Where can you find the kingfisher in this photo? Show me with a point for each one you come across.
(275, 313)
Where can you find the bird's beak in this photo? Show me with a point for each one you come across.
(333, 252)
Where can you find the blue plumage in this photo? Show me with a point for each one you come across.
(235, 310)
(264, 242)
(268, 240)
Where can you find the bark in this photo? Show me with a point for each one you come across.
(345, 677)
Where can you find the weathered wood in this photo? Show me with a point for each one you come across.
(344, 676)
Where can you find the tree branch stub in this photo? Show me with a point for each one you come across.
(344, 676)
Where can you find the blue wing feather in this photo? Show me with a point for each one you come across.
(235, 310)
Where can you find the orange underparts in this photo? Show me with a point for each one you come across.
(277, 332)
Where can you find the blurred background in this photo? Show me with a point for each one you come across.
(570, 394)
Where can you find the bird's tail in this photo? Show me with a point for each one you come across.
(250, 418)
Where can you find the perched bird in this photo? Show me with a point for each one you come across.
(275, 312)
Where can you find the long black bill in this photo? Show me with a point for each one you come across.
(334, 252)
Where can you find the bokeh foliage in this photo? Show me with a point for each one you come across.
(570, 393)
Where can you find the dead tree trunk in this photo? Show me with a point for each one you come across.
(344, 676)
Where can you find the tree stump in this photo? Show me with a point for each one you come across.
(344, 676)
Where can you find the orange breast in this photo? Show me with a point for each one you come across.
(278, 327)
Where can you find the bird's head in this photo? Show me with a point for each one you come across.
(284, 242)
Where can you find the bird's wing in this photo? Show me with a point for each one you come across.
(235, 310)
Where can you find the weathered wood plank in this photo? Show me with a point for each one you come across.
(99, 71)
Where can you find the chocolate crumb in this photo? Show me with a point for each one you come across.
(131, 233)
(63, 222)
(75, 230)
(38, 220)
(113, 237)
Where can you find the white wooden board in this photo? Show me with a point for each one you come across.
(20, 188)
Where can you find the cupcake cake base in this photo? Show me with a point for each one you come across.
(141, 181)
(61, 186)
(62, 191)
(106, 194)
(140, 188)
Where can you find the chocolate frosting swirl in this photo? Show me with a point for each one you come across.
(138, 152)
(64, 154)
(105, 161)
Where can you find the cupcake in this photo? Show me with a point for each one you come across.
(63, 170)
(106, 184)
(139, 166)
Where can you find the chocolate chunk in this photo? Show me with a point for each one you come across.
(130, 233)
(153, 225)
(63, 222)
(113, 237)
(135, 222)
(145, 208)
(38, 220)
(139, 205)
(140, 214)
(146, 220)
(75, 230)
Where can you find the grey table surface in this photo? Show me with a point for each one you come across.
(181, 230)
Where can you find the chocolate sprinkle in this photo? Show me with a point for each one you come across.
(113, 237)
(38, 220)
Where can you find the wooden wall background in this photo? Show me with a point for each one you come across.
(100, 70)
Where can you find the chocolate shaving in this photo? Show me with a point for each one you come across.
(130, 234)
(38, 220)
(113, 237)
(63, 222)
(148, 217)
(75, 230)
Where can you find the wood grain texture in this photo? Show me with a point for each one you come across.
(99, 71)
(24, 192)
= = = =
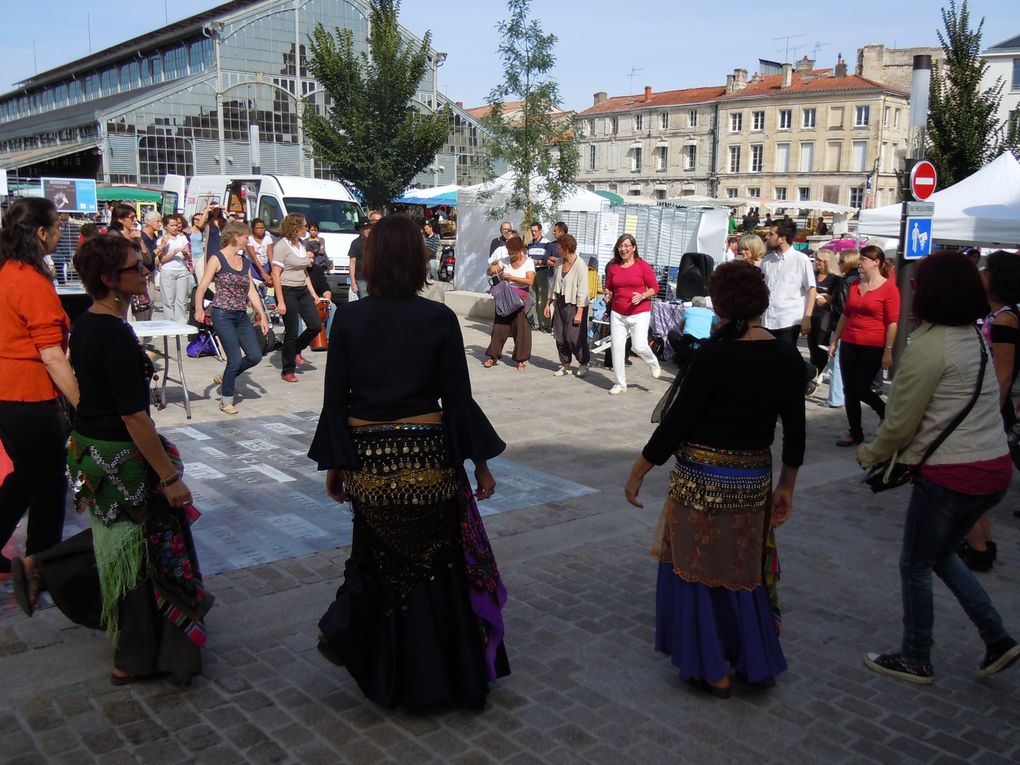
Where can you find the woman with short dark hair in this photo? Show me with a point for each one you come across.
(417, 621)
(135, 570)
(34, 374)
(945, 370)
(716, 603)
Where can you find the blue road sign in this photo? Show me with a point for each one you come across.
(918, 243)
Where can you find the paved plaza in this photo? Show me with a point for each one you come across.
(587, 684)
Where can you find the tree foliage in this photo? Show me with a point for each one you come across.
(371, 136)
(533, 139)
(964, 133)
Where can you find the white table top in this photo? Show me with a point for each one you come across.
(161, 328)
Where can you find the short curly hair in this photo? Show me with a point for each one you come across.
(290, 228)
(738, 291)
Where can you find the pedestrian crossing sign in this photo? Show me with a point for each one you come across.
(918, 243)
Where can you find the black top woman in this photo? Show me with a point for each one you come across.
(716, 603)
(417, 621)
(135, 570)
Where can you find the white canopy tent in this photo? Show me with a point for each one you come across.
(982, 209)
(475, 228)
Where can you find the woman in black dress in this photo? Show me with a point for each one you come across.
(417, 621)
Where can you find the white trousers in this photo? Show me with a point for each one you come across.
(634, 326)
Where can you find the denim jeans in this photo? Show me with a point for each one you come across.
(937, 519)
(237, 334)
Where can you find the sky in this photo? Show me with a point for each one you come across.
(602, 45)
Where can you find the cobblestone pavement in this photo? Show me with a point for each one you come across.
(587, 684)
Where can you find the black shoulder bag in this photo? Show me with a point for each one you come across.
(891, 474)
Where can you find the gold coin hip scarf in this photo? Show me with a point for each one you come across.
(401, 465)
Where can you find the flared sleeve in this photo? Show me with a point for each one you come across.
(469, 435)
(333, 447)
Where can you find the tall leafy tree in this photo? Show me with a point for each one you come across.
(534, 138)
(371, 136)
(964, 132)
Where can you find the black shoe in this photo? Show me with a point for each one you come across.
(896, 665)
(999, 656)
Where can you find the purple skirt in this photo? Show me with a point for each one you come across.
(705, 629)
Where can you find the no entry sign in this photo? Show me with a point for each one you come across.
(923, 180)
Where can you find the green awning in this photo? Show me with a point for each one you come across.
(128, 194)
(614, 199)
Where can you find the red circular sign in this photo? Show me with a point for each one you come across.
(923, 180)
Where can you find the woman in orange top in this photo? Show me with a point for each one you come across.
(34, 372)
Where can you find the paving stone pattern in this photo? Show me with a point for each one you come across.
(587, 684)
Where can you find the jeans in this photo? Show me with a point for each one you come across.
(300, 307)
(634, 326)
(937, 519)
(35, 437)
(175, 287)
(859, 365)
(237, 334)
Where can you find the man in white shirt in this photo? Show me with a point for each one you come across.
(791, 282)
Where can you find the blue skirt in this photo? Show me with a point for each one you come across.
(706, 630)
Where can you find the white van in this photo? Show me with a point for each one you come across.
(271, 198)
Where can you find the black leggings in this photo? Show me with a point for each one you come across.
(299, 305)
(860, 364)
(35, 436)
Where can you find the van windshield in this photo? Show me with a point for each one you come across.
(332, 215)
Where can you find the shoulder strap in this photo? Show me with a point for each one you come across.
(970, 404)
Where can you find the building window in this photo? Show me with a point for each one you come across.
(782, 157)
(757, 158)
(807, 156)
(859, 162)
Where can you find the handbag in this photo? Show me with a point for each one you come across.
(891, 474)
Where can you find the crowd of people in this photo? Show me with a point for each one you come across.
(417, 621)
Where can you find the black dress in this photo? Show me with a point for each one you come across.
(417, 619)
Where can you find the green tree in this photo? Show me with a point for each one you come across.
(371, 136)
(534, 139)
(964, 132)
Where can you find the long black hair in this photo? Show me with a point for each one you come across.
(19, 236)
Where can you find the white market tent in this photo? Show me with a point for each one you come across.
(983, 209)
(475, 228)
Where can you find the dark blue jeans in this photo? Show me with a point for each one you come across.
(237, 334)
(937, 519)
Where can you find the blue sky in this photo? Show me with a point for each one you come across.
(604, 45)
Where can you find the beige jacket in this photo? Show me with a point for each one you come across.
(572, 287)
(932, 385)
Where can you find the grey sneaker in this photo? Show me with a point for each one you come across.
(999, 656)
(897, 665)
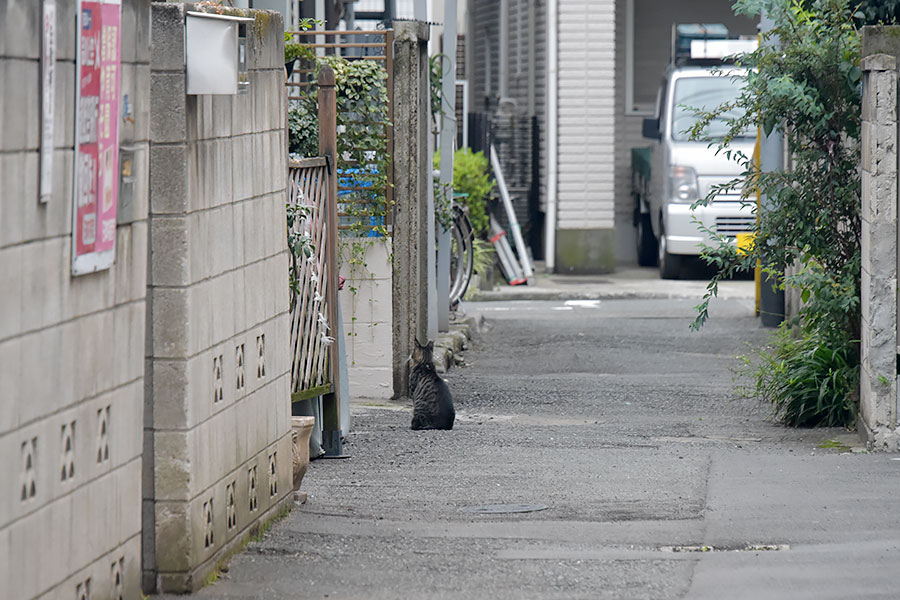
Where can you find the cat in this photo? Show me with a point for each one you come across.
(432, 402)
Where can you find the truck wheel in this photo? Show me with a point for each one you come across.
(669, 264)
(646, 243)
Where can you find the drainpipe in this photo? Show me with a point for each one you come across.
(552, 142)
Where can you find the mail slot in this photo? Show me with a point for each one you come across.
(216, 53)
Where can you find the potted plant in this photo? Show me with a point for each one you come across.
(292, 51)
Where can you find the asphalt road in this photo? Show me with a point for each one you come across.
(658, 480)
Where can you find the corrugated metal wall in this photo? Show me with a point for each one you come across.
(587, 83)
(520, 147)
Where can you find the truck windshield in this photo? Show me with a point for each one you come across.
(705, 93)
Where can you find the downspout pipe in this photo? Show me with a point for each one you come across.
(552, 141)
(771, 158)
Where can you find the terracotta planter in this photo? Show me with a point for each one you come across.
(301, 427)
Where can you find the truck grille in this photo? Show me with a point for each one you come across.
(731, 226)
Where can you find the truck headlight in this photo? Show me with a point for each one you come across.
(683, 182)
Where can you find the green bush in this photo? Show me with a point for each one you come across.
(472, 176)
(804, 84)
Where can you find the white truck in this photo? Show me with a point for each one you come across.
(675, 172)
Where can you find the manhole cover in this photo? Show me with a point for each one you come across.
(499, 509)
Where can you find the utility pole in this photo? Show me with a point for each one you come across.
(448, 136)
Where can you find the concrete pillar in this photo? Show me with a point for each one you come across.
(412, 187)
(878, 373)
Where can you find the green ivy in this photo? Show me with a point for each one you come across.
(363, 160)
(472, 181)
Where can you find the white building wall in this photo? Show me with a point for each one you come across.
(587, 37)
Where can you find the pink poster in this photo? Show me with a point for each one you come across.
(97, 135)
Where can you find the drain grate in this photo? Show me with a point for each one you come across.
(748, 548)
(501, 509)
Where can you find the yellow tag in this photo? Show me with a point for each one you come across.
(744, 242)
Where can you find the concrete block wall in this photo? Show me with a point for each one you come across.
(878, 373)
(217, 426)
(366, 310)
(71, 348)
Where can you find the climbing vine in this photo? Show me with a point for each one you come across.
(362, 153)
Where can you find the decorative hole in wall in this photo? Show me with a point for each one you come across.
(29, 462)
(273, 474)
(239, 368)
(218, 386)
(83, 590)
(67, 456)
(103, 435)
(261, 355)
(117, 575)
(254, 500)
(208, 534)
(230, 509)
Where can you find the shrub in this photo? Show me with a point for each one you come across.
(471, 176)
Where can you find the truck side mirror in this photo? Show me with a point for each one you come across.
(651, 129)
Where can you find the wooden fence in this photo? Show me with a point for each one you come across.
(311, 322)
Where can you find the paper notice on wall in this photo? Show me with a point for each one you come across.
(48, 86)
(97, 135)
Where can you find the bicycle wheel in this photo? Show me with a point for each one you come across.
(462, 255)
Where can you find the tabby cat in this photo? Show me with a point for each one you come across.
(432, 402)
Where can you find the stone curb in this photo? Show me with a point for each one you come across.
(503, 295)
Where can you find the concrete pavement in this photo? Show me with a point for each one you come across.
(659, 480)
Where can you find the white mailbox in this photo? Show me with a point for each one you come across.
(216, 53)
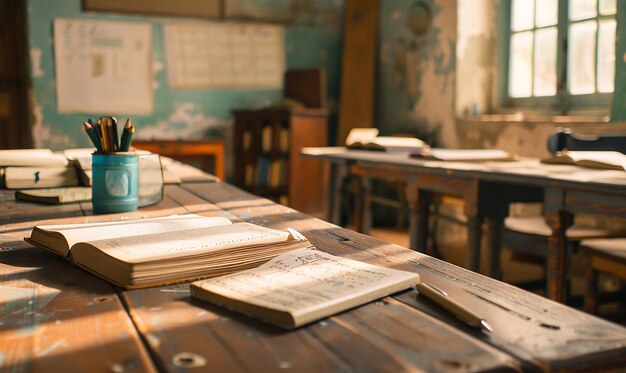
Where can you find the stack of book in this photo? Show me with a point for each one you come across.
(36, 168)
= = = =
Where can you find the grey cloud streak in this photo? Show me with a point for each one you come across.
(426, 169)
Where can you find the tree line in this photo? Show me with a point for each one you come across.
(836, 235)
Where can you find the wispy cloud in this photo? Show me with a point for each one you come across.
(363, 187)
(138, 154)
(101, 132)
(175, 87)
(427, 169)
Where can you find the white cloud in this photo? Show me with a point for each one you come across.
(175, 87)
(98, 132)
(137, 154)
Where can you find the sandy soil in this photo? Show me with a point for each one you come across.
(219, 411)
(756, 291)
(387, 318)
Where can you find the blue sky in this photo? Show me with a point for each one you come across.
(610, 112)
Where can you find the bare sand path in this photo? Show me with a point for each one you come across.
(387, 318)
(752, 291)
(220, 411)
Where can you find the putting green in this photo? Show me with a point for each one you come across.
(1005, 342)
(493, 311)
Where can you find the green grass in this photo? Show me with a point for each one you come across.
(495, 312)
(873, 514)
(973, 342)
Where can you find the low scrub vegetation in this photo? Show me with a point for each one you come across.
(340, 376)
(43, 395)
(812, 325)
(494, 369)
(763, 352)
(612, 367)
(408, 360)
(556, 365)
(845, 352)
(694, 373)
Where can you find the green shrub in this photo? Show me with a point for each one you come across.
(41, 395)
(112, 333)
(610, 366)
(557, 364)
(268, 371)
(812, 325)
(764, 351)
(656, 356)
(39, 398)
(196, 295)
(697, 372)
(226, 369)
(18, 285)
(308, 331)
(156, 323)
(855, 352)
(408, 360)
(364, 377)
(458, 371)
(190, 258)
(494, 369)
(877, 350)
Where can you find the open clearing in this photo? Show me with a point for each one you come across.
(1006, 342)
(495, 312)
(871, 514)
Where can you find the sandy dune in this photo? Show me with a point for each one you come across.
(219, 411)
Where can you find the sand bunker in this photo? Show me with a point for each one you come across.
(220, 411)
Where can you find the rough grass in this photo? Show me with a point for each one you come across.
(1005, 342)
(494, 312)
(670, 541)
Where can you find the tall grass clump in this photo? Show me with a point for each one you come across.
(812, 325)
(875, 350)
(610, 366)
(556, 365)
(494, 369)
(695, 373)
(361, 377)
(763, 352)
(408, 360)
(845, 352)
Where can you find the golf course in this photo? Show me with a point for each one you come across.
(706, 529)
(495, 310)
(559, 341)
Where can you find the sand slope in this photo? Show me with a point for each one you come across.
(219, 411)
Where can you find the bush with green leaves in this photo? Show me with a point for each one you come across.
= = = =
### Task requirements
Please identify every line in the data above that contains the word "pavement", and copy each of those lines. Treat uppercase and lowercase as different.

### Solution to this task
Where can you find the cobblestone pavement in this photo? Show me with a point for each one you come across.
Where can you find the concrete pavement in this photo? Show me with a point for each one you come across.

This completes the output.